**TASK BRIEF**
Format all of the data below as a JSON list of strings, with one string for each line and blank lines left out. Leave the pictures out of the list.

**RAW DATA**

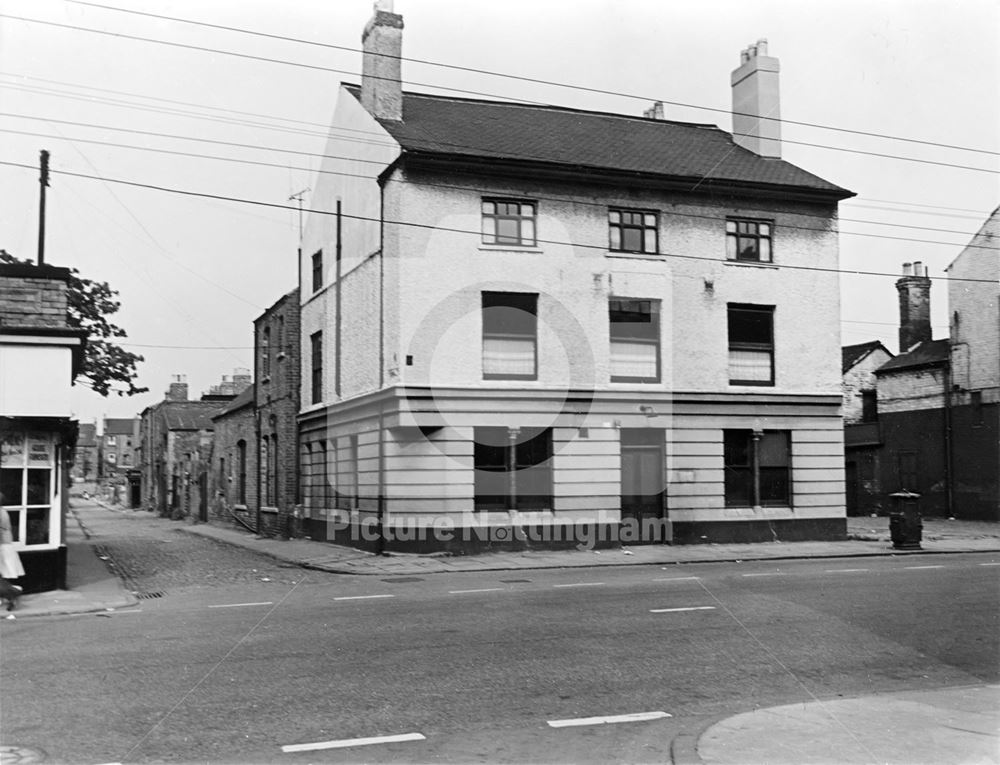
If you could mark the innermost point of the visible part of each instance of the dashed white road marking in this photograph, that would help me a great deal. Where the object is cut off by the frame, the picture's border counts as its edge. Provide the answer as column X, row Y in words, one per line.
column 686, row 608
column 580, row 584
column 347, row 742
column 634, row 717
column 362, row 597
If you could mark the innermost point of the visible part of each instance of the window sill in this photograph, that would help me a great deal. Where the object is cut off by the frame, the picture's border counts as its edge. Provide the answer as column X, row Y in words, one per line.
column 751, row 264
column 635, row 255
column 509, row 248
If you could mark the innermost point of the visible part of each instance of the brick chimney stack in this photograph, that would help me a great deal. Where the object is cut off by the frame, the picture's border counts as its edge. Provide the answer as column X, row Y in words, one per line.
column 914, row 306
column 756, row 102
column 178, row 389
column 381, row 70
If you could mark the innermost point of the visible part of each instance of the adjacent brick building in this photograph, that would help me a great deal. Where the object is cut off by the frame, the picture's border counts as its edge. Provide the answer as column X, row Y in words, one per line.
column 233, row 472
column 85, row 454
column 176, row 449
column 937, row 426
column 277, row 359
column 862, row 437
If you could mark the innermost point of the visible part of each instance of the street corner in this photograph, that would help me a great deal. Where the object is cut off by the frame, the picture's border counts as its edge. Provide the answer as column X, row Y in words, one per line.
column 942, row 726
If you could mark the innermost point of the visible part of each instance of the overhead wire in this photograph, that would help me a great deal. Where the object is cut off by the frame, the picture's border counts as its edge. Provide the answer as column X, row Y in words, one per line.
column 434, row 227
column 266, row 59
column 324, row 171
column 520, row 78
column 979, row 215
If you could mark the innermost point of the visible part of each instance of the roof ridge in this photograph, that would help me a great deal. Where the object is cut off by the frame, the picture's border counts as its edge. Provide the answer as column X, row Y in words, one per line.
column 551, row 107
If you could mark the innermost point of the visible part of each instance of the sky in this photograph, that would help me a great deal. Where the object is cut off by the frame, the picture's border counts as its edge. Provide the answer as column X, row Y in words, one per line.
column 192, row 272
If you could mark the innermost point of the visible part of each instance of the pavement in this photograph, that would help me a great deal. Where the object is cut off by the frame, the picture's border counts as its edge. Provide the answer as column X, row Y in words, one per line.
column 954, row 725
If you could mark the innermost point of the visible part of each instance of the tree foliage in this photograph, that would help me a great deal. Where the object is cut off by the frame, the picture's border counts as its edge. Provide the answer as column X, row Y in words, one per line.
column 107, row 366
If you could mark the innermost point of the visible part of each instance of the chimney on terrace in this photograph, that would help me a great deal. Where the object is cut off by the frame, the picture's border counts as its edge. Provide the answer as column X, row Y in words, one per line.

**THE COMPLETED TASK**
[
  "If you could mark the innermost point of the visible part of each instance of the dashed white road marking in this photograph, that would help me a great deal. Where the object is cut off by the frame, the picture's border counts as its edge. Provide the answer as column X, row Y in words, one per line.",
  "column 686, row 608",
  "column 580, row 584",
  "column 347, row 742",
  "column 634, row 717",
  "column 362, row 597",
  "If you could mark the innermost point of the visible part of each instance of the window sill in this photograph, that would help me a great deal. Where the object is cut off by the frame, the picture's border counts as its edge. Provide the answer as column X, row Y in words, one per line.",
  "column 751, row 264",
  "column 635, row 255",
  "column 509, row 248",
  "If you could mark the innermost point of the visible part of each instance of the brick chimney stack in this photograph, that would help me a great deal. Where the object is cut off by the frame, the picture's border counts as its edge. Provide the answer as column X, row Y in words, one per line.",
  "column 914, row 306",
  "column 756, row 102",
  "column 178, row 389",
  "column 381, row 70",
  "If you could mark the innermost point of the visible part of each instance of the adjacent brick building in this photograph, that would help me a great deal. Where the object is cut off by the frame, the picture's border counts as its edge. Provide the answer as column X, row Y in words, one per line.",
  "column 233, row 472",
  "column 85, row 454",
  "column 176, row 449",
  "column 937, row 426",
  "column 277, row 359",
  "column 862, row 437",
  "If you could mark the innermost point of the visible part of each instance of the street corner in this photograph, that would help me a great deal. Where the object is cut off by the frame, the picture's border counts as its edge. Provide the answer as column X, row Y in words, one per line.",
  "column 942, row 726",
  "If you could mark the innermost point of the visible part of each instance of the overhead wire in this photograph, that would help me a great deal. Where the object is cut off by the frame, the picture's border counts as its edge. Provide the answer as column X, row Y in words, one per line.",
  "column 434, row 227",
  "column 266, row 59",
  "column 324, row 171",
  "column 520, row 78",
  "column 979, row 215",
  "If you could mark the innermost point of the visible part of each instance of the roof ridge in this photograph, that would help me a great deal. Where the object is cut off by the frame, the picture's border counts as its edge. Provide the answer as column X, row Y in words, one per line.",
  "column 551, row 107",
  "If you could mark the innermost point of the visible part of each instance of the sky in this photograph, that would help me a great deal. Where the object is cut off by the frame, the picture's border counts as its edge. Provide the answer as column X, row Y in words, one per line.",
  "column 192, row 272",
  "If you could mark the innermost point of the visible part of each instance of the pavement in this photograph, that would help me a great deal. Where the object is cut off by the frame, the picture's border counts as its edge. Provide the answer as column X, row Y in words, one per line.",
  "column 954, row 725",
  "If you could mark the innermost point of the visible part of each instance of the tree foliage in this photograph, that would help me a great deal. Where the object is cut off by the frame, the picture's border counts as its edge. Provide the answer as column X, row Y in words, one per line.",
  "column 107, row 366",
  "If you could mark the innermost point of the visible part of each instance of the chimney on terrace in this photograph, that would help me a great deal. Where the object is cut off by the frame, the picture's border counts as its edge. Provide the answer as column X, row Y in words, one per line."
]